Top of PASSAGE PROVIDED

I could be wrong, but I'd bet that if you don't put your foot down now and say "NO MORE until you start respecting us", when you do try to talk to her, she'll be like, "Well you let me have her when you wanted to go out for your birthday, didn't you? You weren't too concerned about your daughter when you had something you wanted to do, were you?"
 
I think given she thought nothing of it and said she would do it again, I would never leave my LO with her if I was you. Not for the sake of a night out especially.

I think just carrying on like nothing happened will make her think that it was OK to give your LO what was essentially a medication overdose that could have gone very wrong.
 
Glad you LO is feeling better, must have been scary. I am inclined to agree with pps - she's not going to listen unless you put your foot down. I personally would let her kick off all she wants re your birthday, she's proven she's not responsible or reasonable enough to take care if your LO properly so of she were mine, she wouldn't be getting her mitts on my kid until she proved different.

Bottom of PASSAGE PROVIDED

| TASK BRIEF |
In the forum replies above, what does one reply say the LO was essentially given?

Top of EXCERPTED DATA

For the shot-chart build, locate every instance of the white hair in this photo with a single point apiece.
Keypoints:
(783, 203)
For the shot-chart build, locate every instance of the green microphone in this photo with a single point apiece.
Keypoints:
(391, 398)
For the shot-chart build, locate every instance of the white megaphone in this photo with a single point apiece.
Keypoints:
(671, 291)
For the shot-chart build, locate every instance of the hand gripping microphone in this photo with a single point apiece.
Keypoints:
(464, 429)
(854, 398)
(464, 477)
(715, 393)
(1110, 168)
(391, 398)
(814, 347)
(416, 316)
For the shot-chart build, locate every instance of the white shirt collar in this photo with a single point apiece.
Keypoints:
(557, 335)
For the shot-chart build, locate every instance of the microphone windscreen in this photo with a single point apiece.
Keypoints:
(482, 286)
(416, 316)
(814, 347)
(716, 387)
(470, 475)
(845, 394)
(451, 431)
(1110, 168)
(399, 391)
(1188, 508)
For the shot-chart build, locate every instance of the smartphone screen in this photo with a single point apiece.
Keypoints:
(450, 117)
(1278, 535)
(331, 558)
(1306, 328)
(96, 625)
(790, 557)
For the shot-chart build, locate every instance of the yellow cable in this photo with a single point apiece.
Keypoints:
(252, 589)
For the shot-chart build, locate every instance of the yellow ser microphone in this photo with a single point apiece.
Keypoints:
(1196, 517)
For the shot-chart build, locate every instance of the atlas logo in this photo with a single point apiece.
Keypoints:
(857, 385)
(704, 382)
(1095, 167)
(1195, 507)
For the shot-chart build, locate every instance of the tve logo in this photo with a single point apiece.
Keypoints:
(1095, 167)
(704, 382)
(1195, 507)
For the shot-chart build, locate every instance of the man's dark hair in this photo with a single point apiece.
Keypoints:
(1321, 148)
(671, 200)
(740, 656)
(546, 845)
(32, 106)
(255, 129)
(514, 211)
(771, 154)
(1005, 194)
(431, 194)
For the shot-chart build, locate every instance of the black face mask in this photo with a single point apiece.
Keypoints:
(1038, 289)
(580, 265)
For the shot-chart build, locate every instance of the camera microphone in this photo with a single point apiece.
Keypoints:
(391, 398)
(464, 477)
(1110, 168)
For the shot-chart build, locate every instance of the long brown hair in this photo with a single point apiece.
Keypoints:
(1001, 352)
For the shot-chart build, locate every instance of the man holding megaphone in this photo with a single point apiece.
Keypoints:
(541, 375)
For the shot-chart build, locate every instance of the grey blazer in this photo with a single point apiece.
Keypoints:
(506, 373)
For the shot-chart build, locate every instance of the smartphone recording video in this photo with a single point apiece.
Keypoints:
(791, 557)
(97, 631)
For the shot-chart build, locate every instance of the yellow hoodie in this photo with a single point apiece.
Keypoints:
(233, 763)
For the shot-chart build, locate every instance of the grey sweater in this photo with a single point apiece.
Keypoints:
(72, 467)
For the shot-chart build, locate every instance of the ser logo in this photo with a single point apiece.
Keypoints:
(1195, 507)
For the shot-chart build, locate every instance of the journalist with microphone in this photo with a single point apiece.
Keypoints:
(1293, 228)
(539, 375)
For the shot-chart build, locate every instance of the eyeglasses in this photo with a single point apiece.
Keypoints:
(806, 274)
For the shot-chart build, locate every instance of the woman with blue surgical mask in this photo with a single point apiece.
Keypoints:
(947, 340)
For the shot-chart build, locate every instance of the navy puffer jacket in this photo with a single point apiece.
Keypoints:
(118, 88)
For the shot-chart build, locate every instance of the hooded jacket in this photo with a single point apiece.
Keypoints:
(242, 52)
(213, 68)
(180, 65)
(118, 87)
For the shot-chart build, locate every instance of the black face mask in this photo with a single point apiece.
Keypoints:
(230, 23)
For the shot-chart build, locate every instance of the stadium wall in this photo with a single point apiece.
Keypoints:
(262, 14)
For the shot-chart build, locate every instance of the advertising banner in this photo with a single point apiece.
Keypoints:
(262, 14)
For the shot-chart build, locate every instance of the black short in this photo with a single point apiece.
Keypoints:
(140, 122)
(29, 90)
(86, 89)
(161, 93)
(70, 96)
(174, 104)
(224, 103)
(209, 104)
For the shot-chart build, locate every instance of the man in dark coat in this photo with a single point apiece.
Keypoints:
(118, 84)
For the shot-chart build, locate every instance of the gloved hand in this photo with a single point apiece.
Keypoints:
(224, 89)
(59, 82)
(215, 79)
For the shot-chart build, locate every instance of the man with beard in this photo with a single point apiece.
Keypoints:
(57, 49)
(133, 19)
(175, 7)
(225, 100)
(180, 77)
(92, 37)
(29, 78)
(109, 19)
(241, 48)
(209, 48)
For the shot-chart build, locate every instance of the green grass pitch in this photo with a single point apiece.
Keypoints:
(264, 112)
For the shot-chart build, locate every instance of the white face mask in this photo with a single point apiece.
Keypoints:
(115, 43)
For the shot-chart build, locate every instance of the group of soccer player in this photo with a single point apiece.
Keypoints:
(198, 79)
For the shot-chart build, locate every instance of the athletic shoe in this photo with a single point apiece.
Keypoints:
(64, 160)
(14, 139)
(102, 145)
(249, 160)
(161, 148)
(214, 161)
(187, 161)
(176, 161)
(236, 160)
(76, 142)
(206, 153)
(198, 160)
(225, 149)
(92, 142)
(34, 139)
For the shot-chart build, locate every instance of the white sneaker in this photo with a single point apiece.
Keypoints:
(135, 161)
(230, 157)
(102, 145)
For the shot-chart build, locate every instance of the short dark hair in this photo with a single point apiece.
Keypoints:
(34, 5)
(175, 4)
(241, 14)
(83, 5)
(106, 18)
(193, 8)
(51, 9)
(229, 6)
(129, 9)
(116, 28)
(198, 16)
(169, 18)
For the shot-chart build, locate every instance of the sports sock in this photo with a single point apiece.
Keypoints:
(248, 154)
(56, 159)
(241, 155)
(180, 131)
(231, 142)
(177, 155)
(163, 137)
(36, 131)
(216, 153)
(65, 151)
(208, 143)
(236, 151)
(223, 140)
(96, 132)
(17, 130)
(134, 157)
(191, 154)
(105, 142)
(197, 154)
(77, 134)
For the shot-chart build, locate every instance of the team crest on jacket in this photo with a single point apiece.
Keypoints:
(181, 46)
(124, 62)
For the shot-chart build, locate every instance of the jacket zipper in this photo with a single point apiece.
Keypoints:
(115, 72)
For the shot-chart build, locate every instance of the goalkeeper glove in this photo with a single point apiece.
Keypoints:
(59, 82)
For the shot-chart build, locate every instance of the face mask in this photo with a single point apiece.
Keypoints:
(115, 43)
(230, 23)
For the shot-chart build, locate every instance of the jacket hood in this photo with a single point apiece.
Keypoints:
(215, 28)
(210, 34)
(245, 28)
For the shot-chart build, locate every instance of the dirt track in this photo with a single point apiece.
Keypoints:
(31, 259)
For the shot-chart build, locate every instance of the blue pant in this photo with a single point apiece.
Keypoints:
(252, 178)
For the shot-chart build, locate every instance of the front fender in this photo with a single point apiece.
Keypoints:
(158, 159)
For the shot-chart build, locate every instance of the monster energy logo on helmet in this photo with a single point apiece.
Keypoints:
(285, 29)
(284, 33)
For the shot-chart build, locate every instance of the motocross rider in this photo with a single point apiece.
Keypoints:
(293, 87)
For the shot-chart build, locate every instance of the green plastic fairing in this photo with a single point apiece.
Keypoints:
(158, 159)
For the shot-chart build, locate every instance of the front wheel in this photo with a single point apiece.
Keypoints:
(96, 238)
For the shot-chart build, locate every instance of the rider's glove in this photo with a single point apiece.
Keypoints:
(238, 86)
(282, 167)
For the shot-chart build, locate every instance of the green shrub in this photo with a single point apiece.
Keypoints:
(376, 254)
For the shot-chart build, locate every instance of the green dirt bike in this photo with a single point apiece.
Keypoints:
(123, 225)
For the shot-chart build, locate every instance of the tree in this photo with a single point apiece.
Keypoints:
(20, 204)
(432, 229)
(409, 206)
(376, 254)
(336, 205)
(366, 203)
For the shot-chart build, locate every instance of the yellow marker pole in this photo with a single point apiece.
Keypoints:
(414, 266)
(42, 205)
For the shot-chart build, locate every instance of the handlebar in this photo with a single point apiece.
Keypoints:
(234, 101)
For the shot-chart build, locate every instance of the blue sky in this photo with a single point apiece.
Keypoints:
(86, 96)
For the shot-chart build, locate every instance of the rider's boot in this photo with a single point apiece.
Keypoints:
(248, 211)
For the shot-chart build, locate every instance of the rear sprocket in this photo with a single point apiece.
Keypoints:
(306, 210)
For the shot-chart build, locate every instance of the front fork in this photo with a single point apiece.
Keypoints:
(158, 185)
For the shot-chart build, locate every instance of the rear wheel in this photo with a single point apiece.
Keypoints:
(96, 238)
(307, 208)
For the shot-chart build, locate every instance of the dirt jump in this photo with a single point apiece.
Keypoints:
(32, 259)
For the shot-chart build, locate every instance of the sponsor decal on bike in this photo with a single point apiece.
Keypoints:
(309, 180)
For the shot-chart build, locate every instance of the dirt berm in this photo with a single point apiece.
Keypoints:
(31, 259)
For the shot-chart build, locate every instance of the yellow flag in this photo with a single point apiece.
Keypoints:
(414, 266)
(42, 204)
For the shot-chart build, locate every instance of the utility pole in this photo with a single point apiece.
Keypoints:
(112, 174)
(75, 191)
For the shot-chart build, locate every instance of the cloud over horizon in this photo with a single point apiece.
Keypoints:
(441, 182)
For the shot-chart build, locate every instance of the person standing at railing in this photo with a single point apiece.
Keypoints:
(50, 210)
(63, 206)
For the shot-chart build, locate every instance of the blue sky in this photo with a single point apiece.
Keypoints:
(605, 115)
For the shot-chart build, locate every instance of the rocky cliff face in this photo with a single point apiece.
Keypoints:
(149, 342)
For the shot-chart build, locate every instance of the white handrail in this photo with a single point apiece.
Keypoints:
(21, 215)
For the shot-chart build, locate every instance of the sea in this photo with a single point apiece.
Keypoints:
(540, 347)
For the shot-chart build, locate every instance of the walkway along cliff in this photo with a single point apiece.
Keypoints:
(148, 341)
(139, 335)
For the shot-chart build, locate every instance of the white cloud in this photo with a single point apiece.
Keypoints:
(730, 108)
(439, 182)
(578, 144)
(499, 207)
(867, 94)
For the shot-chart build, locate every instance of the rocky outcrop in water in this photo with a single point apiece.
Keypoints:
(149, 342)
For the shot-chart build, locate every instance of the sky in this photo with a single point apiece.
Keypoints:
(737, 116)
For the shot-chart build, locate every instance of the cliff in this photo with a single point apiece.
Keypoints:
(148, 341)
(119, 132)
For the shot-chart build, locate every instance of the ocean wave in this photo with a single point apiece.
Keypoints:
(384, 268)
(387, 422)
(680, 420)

Bottom of EXCERPTED DATA

| TASK RESULT |
A medication overdose that could have gone very wrong.